(Dataset rows)
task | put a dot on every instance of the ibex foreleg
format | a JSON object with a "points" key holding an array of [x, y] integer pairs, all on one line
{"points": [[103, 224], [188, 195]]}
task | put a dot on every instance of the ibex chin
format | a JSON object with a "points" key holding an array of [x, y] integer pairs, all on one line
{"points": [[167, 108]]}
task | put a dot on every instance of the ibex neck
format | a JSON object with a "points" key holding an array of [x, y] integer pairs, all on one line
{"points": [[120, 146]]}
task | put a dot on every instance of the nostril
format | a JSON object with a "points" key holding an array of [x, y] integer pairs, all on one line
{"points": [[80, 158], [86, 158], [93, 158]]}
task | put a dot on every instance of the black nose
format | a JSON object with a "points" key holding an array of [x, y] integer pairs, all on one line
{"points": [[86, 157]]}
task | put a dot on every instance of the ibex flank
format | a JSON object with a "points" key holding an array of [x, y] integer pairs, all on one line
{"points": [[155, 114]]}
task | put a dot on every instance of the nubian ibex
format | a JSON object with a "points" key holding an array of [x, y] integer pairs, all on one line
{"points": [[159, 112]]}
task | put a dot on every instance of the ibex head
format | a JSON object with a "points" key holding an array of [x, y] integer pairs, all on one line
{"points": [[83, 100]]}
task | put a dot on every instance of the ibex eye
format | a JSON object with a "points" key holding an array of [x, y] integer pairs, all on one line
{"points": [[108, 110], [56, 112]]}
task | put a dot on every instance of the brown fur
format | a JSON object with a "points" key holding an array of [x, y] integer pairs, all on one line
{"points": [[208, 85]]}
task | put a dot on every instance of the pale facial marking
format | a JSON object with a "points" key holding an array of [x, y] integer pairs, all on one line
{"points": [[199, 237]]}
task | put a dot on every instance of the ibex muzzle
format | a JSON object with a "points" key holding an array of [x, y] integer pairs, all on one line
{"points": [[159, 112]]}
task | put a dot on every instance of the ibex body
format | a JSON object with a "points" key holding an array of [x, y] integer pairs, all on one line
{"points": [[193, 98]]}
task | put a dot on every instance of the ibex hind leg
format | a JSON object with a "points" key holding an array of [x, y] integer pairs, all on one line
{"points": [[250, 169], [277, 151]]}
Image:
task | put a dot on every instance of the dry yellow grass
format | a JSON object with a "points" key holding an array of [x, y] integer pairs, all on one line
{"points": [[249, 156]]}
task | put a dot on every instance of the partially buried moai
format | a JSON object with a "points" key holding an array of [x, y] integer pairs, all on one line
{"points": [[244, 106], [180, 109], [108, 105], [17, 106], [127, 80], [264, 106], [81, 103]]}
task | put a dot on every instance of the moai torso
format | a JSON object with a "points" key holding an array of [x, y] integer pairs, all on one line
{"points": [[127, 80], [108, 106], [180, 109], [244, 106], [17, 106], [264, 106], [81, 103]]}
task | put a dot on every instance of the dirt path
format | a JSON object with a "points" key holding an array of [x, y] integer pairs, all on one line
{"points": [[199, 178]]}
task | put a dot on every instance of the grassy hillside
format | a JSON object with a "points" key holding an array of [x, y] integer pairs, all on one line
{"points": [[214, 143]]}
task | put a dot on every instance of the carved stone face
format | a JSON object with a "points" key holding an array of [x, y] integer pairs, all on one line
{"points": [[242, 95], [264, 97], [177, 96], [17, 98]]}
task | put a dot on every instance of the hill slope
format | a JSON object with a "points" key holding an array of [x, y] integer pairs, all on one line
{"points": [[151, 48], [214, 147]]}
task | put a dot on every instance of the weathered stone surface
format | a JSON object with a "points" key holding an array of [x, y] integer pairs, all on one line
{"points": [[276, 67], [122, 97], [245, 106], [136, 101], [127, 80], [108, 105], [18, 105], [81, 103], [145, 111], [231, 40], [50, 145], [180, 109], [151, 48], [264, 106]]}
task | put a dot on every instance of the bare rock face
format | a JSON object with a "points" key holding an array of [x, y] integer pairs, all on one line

AIM: Rewrite all the records with "put a dot on" swapped for "mark" everywhere, changing nothing else.

WORKED SOLUTION:
task | mark every instance of the ibex foreleg
format | a JSON object with a "points" key holding an array of [x, y] integer pairs, all on one line
{"points": [[103, 224], [188, 195]]}
task | mark every instance of the ibex chin
format | a JSON object with a "points" key holding an array of [x, y] integer pairs, all on one line
{"points": [[167, 108]]}
task | mark every instance of the ibex neck
format | a JSON object with a "points" key holding an array of [x, y] integer pairs, all on one line
{"points": [[120, 146]]}
task | mark every instance of the nostril
format | a JSON object with a "points" key holding an array of [x, y] integer pairs, all on one line
{"points": [[80, 158], [86, 158], [93, 158]]}
task | mark every instance of the black nose
format | a JSON object with a "points" key holding an array of [x, y] integer pairs, all on one line
{"points": [[86, 157]]}
task | mark every instance of the ibex flank
format | a JSON object with a "points" key holding an array of [x, y] integer pairs, all on one line
{"points": [[155, 114]]}
task | mark every instance of the nubian ibex
format | a JSON object with a "points" key holding an array of [x, y] integer pairs, all on one line
{"points": [[159, 112]]}
task | mark every instance of the ibex head
format | a JSON object with a "points" key holding an array of [x, y] integer pairs, all on one line
{"points": [[83, 100]]}
task | mark every instance of the ibex eye
format | a JSON object with a "points" key holding an array of [x, y] integer pairs, all on one line
{"points": [[108, 110], [56, 112]]}
task | mark every instance of the brown fur
format | a JSON object with a "points" key holding an array of [x, y] integer pairs, all on one line
{"points": [[208, 85]]}
task | mark every instance of the pale facial marking
format | a JSON object with a "points" key holding an array of [x, y] integer pairs, all on one line
{"points": [[199, 237]]}
task | mark every instance of the ibex muzzle
format | a JSON object with a "points" key holding an array of [x, y] integer pairs, all on one line
{"points": [[159, 112]]}
task | mark every instance of the ibex body
format | a JSON object with a "points" key holding an array of [x, y] integer pairs, all on one line
{"points": [[193, 98]]}
task | mark every instance of the ibex hind leg
format | a JSON object with a "points" key holding an array of [x, y] integer pairs, all on one line
{"points": [[250, 169], [277, 151]]}
Image:
task | mark every instance of the dry yellow grass
format | a JSON object with a "points" key holding an array of [x, y] integer pairs, all on one line
{"points": [[249, 156]]}
task | mark every instance of the partially buried moai
format | a JSON object with a "points" key holding an array of [x, y] integer pairs, all on one line
{"points": [[244, 106], [180, 109], [108, 105], [17, 106], [127, 80], [264, 106], [81, 103]]}
task | mark every instance of the moai torso
format | a JSON object with a "points" key holding an array of [x, y] integer pairs, all on one line
{"points": [[127, 80], [108, 106], [180, 109], [244, 106], [17, 106], [264, 106], [81, 103]]}
task | mark every instance of the dirt path
format | a JSON object with a "points" key holding an array of [x, y] integer pairs, all on one line
{"points": [[199, 178]]}
task | mark every instance of the grassy hillside
format | a JSON object with a "points" key holding an array of [x, y] integer pairs, all on one line
{"points": [[214, 143]]}
task | mark every instance of the carved stone face
format | a JSON object with a "points" key holding an array of [x, y] integer pairs, all on one line
{"points": [[242, 95], [264, 97], [177, 96], [17, 98]]}
task | mark every instance of the hill slope
format | a JSON object with a "points" key holding an array of [x, y] integer pairs, all on one line
{"points": [[151, 48], [214, 147]]}
task | mark every instance of the weathered stone surface
format | a JSON object with a "points" key holding an array of [x, y] integer pairs, all on one line
{"points": [[276, 67], [122, 97], [245, 106], [136, 101], [127, 80], [108, 105], [18, 105], [81, 103], [145, 111], [231, 40], [50, 145], [180, 109], [151, 48], [264, 106]]}
task | mark every instance of the bare rock face
format | a JSON object with a "points" key holding an array of [x, y] integer pairs, all on one line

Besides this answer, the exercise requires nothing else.